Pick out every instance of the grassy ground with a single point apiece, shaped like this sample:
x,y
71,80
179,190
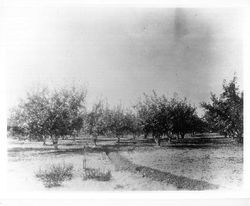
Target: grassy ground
x,y
214,160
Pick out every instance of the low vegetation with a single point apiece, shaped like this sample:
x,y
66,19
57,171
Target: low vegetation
x,y
96,174
55,174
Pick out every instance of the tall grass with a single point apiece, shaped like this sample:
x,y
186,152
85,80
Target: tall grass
x,y
55,174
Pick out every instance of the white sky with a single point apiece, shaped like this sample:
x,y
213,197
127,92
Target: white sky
x,y
119,53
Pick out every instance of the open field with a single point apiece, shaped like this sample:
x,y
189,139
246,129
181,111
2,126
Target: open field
x,y
210,159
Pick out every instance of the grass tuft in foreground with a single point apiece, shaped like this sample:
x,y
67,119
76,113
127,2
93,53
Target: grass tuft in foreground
x,y
55,174
97,174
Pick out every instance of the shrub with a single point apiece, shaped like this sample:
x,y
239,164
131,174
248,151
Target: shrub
x,y
97,174
55,175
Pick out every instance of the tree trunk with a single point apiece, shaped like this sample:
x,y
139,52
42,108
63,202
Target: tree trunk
x,y
157,140
118,139
44,140
55,142
95,139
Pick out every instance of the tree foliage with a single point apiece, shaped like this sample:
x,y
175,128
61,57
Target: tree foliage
x,y
50,114
160,116
225,112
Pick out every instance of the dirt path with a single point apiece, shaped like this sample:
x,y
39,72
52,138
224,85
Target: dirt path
x,y
180,182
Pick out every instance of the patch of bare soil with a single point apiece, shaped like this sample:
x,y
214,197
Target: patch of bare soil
x,y
180,182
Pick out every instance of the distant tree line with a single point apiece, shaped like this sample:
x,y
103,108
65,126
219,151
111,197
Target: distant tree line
x,y
62,113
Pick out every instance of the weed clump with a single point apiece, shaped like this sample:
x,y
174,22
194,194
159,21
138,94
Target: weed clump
x,y
97,174
55,174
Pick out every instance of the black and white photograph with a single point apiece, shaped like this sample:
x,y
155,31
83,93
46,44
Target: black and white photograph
x,y
123,98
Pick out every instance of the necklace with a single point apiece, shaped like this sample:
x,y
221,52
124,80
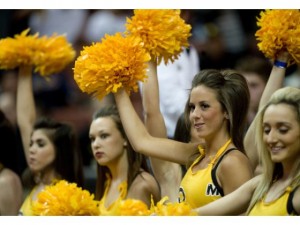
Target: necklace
x,y
217,155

Task item
In the answer, the data should reappear exactly, with no pictures.

Exercise response
Pick out every instance of the grassy ground with a single point apiece, shaped like this sample:
x,y
71,80
179,190
Target: grassy ground
x,y
214,160
Pick out every instance of the low vegetation with a single point apiece, shaped like this sample:
x,y
66,19
57,171
Target: low vegetation
x,y
96,174
55,174
Pick out every instance of the tall grass with a single point apiece, shaped like this sample:
x,y
186,152
85,80
Target: tall grass
x,y
55,174
Pick out every instance of the white sky with a single point apiece, shaped like this sample:
x,y
213,197
127,92
Target: white sky
x,y
119,53
Pick out every instance of the open field with a single point apiece, shaped like this sample:
x,y
189,139
246,129
181,111
2,126
Target: open field
x,y
210,159
Pick out every instance of the grass tuft in foreground with a single point apiece, shaped like this sample:
x,y
67,119
76,113
127,2
93,53
Target: grass tuft in foreground
x,y
55,174
97,174
Pick out every instance of the shrub with a single point apiece, shaped like this sample:
x,y
239,164
131,174
248,151
Target: shrub
x,y
97,174
55,175
Pick out every instance of the tree trunk with a single point apiece, shaped like this sample:
x,y
139,52
42,108
63,202
Target: tree trunk
x,y
157,140
118,139
44,140
55,142
95,139
Pick out every instance of the tree foliage with a single point apiece, shaped like this sample:
x,y
175,128
61,57
Target: tree foliage
x,y
50,114
160,116
225,112
Pick out every instance of the dirt path with a single point apiece, shaped like this sample:
x,y
39,72
52,138
224,85
Target: dirt path
x,y
180,182
Pick out every instance of the patch of bare soil with a single point apiece, shaped like this sample:
x,y
214,197
Target: patch of bare soil
x,y
180,182
Pick out every instance of the distant tree line with a single point apiece, shaped like this sample:
x,y
103,108
65,126
219,151
111,197
Target: distant tree line
x,y
62,113
Pick out every instance of the weed clump with a single point apiece, shaped like this sample:
x,y
174,22
194,194
159,21
138,94
Target: weed clump
x,y
97,174
55,174
Pick out every instance of the black and white photograph with a single point apiece, shaped like this sample:
x,y
155,31
83,93
46,44
Target: black and white photograph
x,y
123,98
Pick out every instance of the necklace with a single point apiece, shaped like this sample:
x,y
221,52
124,80
Target: necklace
x,y
217,155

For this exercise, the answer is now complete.